## Opdracht
Wanneer is de Wet Basisnet vervoer gevaarlijke stoffen volgens de tekst over externe veiligheid in werking getreden?

## Tekst
Verder zijn kwetsbare en beperkt kwetsbare objecten van belang. Kwetsbare objecten zijn bijvoorbeeld scholen, kantoorgebouwen met een bruto vloeroppervlak van meer dan 1.500 m2 en woningen met een dichtheid van meer dan twee woningen per hectare. Beperkt kwetsbare objecten zijn onder meer sporthallen, zwembaden en woningen met een dichtheid van maximaal twee woningen per hectare.
Het Bevi bevat eisen voor het plaatsgebonden risico en regels voor het groepsrisico. Voor het plaatsgebonden risico geldt onder meer een grenswaarde van 10-6 per jaar voor kwetsbare objecten in nieuwe situaties. Voor het groepsrisico geldt dat de gemeenteraad verantwoording moet afleggen over de wijze waarop het groepsrisico is meegewogen in de besluitvorming.
Besluit externe veiligheid transportroutes
Op 1 april 2015 is de Wet Basisnet vervoer gevaarlijke stoffen inwerking getreden. Deze wet vervangt de Circulaire risiconormering vervoer gevaarlijke stoffen. Het doel van Basisnet is om gevaarlijke stoffen te kunnen vervoeren tussen de belangrijkste industriële plaatsen in Nederland en in het buitenland en de risico's voor omwonenden langs de routes binnen de wettelijke grenzen te houden. Het systeem Basisnet heeft betrekking op het vervoer van gevaarlijke stoffen over grote vaarwegen, spoorwegen en autowegen.

## Aangeleverd materiaal
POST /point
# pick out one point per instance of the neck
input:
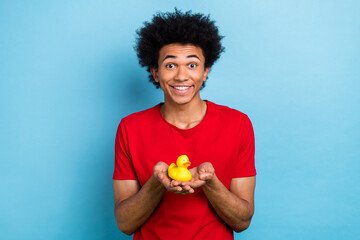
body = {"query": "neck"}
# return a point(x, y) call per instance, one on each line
point(184, 116)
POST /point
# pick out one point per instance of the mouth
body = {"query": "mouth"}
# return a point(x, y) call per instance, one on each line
point(181, 89)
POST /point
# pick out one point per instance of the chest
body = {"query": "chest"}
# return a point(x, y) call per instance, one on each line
point(219, 147)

## Antwoord
Op 1 april 2015.